- **Provided text**
Korean pan-fried dish

Buchimgae, or Korean pancake, refers broadly to any type of pan-fried ingredients soaked in egg or a batter mixed with other ingredients. More specifically, it is a dish made by pan-frying a thick batter mixed with egg and other ingredients until a thin flat pancake-shaped fritter is formed. It is also commonly eaten in Japanese households, where it is affectionately known as chijimi (チヂミ) or Kego-yaki (警固焼き).

== Types ==

===Buchimgae===
- hobak-buchimgae (호박부침개) – Korean zucchini pancake
- kimchi-buchimgae (김치부침개) – kimchi pancake
- memil-buchimgae (메밀부침개) – buckwheat pancake
- some varieties of pajeon (파전) – scallion pancake
- some varieties of buchu-jeon (부추전) – garlic chive pancake

===Jeon===

Jeon is a dish made by frying a mixture of seasoned sliced or minced fish, meat, and vegetables in oil. Ingredients are coated with wheat flour prior to pan-frying the mixture in oil.

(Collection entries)
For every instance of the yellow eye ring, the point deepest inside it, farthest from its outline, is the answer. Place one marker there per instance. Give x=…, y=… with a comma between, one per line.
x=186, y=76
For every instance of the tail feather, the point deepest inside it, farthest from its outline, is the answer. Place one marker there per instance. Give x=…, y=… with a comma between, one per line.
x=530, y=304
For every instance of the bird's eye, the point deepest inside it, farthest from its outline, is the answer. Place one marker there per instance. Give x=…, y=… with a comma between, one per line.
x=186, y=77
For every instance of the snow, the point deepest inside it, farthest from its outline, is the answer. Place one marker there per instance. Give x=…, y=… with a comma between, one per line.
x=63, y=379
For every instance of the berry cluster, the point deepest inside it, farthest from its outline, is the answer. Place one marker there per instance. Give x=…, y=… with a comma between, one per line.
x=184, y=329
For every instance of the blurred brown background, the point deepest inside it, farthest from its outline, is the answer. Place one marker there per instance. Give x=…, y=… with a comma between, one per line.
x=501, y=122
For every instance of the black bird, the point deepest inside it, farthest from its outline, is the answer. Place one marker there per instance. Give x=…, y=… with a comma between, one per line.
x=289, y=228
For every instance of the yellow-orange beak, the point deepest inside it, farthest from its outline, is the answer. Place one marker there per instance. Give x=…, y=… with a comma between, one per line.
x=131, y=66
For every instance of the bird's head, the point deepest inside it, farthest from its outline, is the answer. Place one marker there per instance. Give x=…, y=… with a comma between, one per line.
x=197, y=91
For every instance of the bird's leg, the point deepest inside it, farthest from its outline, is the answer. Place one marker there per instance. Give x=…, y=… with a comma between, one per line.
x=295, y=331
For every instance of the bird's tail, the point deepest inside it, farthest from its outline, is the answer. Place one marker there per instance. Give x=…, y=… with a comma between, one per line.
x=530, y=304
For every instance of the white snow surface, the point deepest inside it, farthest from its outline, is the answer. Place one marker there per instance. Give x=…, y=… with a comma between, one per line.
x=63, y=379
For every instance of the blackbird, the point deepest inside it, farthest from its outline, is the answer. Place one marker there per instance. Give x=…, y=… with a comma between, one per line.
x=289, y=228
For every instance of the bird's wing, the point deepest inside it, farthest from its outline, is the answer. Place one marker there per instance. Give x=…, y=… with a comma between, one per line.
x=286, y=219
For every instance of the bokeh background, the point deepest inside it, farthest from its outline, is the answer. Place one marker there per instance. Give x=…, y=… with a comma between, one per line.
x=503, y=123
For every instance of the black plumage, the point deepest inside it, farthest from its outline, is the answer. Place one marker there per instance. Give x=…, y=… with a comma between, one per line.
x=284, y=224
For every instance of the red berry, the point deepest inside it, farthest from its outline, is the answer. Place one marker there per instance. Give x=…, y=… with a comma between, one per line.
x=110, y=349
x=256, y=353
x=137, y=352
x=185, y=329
...
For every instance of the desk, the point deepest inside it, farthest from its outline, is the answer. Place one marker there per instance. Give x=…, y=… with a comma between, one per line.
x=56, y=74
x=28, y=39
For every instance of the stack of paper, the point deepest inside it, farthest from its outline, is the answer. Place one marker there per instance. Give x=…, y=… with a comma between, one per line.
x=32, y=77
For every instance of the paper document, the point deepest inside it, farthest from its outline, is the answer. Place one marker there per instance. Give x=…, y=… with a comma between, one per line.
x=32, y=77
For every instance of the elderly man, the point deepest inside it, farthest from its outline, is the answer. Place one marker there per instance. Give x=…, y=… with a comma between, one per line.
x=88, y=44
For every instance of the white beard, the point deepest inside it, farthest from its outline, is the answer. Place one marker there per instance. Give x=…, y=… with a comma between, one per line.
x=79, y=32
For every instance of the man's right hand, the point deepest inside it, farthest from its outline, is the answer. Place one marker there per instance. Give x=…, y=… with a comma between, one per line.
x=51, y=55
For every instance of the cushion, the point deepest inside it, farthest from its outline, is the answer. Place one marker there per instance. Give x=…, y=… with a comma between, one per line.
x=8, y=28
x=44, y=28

- **Exercise directions**
Continue the text on buchimgae, the Korean pan-fried dish, starting after its final sentence.

- **Answer for this exercise**
===Bindae-tteok===

Bindae-tteok is a dish made by grinding soaked mung beans, adding vegetables and meat, and pan-frying until the mixture has attained a round and flat shape. No flour or egg is added in bindae-tteok.

===Jangtteok===
Jangtteok is a dish made by adding wheat flour to gochujang or doenjang (soybean paste). Vegetables, such as Java waterdropworts or scallions, are added and the mixture pan-fried in oil into a thin flat pancake.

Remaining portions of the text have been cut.